Material supplied
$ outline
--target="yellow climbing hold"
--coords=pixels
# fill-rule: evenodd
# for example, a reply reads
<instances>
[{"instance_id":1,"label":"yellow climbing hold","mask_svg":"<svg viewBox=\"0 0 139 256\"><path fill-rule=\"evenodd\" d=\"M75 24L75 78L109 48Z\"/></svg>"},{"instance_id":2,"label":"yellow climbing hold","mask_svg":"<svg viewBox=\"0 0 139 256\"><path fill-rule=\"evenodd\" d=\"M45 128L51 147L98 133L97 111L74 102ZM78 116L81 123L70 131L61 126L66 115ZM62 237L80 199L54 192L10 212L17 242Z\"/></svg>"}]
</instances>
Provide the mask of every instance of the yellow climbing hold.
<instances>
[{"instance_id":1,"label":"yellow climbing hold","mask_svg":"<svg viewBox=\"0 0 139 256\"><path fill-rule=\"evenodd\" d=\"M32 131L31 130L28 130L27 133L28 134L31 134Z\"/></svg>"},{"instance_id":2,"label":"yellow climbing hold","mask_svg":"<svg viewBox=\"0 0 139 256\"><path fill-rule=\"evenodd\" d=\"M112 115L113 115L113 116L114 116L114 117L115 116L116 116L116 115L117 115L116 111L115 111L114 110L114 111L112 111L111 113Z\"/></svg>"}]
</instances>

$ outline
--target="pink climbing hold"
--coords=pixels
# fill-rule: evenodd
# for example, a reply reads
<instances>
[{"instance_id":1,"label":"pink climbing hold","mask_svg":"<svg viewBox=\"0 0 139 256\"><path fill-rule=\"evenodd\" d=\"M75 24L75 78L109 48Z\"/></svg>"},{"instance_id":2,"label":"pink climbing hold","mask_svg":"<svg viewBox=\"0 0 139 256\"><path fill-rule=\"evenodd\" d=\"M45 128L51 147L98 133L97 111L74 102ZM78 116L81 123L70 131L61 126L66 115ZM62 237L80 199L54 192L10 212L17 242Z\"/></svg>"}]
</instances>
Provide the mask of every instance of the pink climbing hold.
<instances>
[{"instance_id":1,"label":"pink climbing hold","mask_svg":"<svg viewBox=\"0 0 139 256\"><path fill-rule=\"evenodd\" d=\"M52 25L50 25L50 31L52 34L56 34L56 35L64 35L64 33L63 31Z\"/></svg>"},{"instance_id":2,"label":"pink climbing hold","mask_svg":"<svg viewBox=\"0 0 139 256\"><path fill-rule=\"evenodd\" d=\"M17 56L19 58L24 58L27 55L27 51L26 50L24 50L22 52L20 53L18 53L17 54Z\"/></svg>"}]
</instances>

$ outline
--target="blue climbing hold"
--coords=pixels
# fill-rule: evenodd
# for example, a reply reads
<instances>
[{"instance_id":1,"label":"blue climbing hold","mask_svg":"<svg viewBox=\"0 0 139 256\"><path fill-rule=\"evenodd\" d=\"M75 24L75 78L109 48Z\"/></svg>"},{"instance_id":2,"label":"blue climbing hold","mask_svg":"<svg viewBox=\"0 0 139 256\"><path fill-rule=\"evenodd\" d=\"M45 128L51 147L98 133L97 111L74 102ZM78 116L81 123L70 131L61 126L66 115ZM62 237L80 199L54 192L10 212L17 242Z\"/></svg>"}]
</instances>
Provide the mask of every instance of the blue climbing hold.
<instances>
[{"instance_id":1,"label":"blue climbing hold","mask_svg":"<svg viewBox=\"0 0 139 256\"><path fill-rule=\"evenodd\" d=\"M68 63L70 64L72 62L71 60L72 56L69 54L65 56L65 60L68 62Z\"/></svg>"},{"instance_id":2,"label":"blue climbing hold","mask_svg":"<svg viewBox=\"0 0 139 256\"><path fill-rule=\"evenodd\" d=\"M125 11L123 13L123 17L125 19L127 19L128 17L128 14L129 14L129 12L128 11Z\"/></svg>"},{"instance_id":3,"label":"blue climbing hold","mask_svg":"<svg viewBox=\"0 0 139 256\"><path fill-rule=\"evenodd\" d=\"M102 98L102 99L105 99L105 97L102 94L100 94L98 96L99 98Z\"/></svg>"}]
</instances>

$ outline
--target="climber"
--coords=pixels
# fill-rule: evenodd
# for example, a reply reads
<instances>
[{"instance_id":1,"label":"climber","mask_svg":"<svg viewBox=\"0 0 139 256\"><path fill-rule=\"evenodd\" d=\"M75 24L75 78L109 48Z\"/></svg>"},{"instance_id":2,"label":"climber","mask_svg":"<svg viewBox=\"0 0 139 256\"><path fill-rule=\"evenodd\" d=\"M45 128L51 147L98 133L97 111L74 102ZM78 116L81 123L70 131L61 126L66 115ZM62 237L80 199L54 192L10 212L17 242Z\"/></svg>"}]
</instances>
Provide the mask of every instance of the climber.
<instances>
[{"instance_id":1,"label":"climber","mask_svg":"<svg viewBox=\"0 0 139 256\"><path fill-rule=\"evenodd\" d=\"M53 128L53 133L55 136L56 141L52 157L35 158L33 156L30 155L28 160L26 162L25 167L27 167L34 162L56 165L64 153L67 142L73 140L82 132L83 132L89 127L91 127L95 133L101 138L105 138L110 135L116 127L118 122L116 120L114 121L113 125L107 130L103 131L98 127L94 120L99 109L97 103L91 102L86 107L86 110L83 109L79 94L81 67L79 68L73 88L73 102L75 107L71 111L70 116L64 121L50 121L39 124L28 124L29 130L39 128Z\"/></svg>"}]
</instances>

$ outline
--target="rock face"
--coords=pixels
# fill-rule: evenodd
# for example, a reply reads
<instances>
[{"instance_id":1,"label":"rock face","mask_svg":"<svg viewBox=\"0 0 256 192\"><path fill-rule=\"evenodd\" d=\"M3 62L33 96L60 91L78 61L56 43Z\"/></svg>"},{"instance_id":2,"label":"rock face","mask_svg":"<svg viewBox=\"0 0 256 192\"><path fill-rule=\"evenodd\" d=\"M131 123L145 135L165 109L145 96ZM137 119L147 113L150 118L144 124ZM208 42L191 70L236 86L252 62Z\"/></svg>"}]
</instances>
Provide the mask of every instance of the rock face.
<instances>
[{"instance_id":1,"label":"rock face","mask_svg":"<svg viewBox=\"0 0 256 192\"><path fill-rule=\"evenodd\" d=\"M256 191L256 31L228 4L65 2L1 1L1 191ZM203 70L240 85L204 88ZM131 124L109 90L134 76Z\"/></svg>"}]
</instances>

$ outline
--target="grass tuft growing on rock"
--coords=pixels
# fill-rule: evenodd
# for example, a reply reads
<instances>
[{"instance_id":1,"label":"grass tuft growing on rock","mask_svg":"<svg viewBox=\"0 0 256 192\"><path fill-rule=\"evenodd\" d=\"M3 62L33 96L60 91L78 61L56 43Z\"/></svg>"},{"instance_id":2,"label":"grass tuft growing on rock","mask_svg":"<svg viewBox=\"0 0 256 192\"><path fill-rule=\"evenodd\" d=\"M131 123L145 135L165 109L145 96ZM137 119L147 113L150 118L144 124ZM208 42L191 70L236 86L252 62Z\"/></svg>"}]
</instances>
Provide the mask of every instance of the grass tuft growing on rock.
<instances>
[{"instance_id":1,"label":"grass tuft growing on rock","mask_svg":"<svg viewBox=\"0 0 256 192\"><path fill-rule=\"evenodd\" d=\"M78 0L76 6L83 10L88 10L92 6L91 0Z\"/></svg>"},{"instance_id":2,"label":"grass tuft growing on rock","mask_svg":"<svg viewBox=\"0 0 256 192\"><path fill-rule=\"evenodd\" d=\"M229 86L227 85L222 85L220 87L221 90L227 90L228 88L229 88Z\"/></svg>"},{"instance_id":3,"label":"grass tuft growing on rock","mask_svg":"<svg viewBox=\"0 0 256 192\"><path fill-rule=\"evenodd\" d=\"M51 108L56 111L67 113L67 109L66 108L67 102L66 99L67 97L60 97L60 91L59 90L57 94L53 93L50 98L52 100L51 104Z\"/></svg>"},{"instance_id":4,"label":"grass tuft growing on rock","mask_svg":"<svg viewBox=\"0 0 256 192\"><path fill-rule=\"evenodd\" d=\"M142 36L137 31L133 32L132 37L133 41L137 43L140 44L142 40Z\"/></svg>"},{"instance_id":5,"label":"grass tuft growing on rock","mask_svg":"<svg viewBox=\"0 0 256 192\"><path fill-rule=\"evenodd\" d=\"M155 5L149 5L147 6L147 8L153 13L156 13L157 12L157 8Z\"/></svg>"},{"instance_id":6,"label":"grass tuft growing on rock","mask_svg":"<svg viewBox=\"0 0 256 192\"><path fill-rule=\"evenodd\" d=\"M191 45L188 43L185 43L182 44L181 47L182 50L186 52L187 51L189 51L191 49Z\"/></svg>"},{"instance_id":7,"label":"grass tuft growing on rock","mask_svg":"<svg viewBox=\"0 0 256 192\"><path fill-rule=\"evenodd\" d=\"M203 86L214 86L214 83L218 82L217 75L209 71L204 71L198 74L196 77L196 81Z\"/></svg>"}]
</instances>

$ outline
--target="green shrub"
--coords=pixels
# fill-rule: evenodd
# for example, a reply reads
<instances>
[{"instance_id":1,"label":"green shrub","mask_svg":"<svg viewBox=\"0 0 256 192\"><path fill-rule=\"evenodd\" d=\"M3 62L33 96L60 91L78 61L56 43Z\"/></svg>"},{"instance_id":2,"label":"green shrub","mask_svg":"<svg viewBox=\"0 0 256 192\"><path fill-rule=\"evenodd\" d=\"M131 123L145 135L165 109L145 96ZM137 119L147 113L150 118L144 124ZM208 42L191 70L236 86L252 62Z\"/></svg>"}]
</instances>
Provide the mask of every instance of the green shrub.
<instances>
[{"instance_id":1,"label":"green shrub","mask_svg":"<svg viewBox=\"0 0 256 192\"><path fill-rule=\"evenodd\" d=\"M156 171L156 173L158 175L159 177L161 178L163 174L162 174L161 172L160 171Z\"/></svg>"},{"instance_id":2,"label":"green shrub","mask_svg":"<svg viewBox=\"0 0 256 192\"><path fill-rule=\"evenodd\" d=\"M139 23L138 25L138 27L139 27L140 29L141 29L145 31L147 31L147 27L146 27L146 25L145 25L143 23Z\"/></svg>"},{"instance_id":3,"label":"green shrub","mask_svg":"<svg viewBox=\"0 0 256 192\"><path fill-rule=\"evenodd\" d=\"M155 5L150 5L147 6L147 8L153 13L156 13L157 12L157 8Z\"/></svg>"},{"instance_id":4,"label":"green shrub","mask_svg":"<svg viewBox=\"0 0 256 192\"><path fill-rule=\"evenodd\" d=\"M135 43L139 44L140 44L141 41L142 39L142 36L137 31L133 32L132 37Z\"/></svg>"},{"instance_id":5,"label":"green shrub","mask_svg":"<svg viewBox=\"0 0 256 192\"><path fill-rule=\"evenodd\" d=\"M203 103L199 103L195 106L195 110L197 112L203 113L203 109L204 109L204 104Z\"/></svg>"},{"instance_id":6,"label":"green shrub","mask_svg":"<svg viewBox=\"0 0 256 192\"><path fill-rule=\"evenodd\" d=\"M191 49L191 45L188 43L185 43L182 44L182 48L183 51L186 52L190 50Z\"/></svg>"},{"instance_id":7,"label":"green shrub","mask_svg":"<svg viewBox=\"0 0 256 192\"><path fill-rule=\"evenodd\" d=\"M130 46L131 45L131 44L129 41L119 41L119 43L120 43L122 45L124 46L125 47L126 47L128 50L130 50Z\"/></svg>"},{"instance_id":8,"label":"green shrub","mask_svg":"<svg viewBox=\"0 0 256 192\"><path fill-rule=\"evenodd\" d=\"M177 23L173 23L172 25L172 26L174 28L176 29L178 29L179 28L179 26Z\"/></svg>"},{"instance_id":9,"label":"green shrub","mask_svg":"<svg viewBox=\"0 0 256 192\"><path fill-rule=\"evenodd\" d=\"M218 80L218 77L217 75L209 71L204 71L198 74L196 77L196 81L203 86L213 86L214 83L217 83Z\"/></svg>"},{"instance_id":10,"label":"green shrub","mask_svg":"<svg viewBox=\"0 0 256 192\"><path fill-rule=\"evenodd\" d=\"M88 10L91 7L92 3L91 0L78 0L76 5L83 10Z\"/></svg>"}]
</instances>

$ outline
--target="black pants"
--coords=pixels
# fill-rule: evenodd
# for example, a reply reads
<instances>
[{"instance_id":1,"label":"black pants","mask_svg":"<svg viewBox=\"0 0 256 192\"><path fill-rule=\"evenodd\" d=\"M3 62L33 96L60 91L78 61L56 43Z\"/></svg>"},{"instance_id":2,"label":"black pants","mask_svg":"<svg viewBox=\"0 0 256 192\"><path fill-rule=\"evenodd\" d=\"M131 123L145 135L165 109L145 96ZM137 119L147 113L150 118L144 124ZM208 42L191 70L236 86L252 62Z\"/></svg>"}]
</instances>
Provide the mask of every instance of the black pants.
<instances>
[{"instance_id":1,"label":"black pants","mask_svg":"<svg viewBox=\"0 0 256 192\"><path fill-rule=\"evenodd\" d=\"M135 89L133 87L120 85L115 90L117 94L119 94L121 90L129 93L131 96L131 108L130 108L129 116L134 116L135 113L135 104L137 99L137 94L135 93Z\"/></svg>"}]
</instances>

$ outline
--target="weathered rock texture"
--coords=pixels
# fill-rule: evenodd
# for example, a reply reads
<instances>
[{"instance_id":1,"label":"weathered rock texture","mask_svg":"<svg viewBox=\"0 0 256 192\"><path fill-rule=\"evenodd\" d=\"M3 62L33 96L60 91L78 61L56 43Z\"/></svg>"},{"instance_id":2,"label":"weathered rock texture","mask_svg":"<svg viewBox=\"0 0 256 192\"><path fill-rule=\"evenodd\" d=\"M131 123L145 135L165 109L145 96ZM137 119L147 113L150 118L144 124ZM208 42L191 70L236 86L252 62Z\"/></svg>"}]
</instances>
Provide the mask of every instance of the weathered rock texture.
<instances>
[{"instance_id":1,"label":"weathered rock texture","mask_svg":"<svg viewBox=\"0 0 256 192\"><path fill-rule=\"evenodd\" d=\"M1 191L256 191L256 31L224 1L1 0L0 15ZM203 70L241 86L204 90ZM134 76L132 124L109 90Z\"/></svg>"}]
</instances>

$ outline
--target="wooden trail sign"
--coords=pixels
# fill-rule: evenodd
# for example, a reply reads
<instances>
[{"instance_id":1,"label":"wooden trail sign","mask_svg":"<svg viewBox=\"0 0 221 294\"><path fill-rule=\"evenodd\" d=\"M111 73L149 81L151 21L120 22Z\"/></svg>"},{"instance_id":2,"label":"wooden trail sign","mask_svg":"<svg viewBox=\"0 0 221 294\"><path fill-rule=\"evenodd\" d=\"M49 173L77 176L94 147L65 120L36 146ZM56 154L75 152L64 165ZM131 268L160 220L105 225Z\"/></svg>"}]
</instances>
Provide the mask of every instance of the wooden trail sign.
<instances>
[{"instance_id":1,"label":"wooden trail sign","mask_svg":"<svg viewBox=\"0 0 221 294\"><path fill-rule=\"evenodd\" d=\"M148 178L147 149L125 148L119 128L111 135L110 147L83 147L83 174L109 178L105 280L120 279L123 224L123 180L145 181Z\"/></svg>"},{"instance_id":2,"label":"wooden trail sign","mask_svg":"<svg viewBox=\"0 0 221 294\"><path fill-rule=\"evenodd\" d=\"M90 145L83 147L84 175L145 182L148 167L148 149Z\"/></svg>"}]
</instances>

Written instruction
Pull out every line of the rows above that contains the word "trail" and list those lines.

Problem solution
--target="wooden trail sign"
[{"instance_id":1,"label":"wooden trail sign","mask_svg":"<svg viewBox=\"0 0 221 294\"><path fill-rule=\"evenodd\" d=\"M111 73L149 81L151 21L120 22Z\"/></svg>"},{"instance_id":2,"label":"wooden trail sign","mask_svg":"<svg viewBox=\"0 0 221 294\"><path fill-rule=\"evenodd\" d=\"M49 173L77 176L94 147L65 120L36 146ZM56 154L75 152L64 165ZM131 268L160 220L105 225Z\"/></svg>"}]
Provide the mask of every instance of the wooden trail sign.
[{"instance_id":1,"label":"wooden trail sign","mask_svg":"<svg viewBox=\"0 0 221 294\"><path fill-rule=\"evenodd\" d=\"M148 178L147 149L125 148L119 128L111 135L110 147L83 147L83 174L109 178L105 280L120 279L123 224L123 180L145 181Z\"/></svg>"},{"instance_id":2,"label":"wooden trail sign","mask_svg":"<svg viewBox=\"0 0 221 294\"><path fill-rule=\"evenodd\" d=\"M90 145L83 147L84 175L145 182L148 167L148 149Z\"/></svg>"}]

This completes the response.